** Requirements **
Rewrite every line of the records below as a numbered list, skipping blank lines and leaving the pictures out.

— begin Given records —

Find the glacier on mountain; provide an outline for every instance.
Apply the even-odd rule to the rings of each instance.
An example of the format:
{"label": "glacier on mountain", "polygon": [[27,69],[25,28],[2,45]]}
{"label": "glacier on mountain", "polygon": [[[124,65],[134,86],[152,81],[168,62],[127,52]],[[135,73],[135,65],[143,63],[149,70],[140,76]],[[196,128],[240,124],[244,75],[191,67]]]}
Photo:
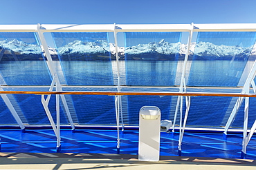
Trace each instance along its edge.
{"label": "glacier on mountain", "polygon": [[[3,40],[0,41],[0,49],[11,50],[21,55],[41,54],[42,51],[37,44],[26,43],[25,42],[13,39],[12,41]],[[185,55],[188,49],[186,44],[181,43],[171,43],[164,39],[159,42],[150,42],[147,44],[138,44],[130,47],[118,47],[119,56],[124,59],[127,56],[155,57],[159,55]],[[53,57],[60,56],[109,56],[116,57],[116,46],[114,43],[109,43],[104,40],[97,40],[94,42],[82,42],[75,40],[57,49],[48,47],[51,54]],[[225,45],[217,45],[209,42],[192,43],[189,54],[194,54],[201,57],[200,59],[210,59],[210,57],[244,57],[250,54],[256,54],[256,47],[242,47],[239,46],[228,46]],[[43,51],[44,52],[44,51]],[[81,57],[81,56],[80,56]],[[93,58],[93,59],[94,59]],[[106,57],[104,58],[106,59]]]}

— end Given records —

** The completed task **
1. Find the glacier on mountain; provide an outline for every instance.
2. Apply the even-odd rule to the rings of each instance.
3. An example of the format:
4. {"label": "glacier on mountain", "polygon": [[27,69],[25,28],[2,45]]}
5. {"label": "glacier on mountain", "polygon": [[[124,65],[134,86],[152,81],[168,62],[127,52]],[[135,73],[135,65],[143,63],[149,70],[140,76]],[[196,128],[240,124],[244,75],[191,67]]]}
6. Photo:
7. Trace each instance along its edge.
8. {"label": "glacier on mountain", "polygon": [[[3,40],[0,41],[0,49],[11,50],[21,55],[41,54],[42,51],[37,44],[26,43],[25,42],[13,39],[12,41]],[[185,55],[188,49],[186,44],[181,43],[171,43],[164,39],[159,42],[150,42],[147,44],[138,44],[130,47],[118,47],[119,56],[124,59],[127,56],[155,57],[159,55]],[[53,57],[60,56],[109,56],[116,57],[116,46],[114,43],[109,43],[104,40],[97,40],[94,42],[82,42],[75,40],[57,49],[48,47],[51,54]],[[225,45],[217,45],[209,42],[192,43],[189,54],[194,54],[201,57],[200,59],[210,59],[210,57],[244,57],[250,54],[256,54],[256,47],[242,47],[239,46],[228,46]],[[43,51],[44,52],[44,51]],[[81,57],[81,56],[80,56]],[[93,58],[93,59],[94,59]],[[106,57],[104,58],[106,59]]]}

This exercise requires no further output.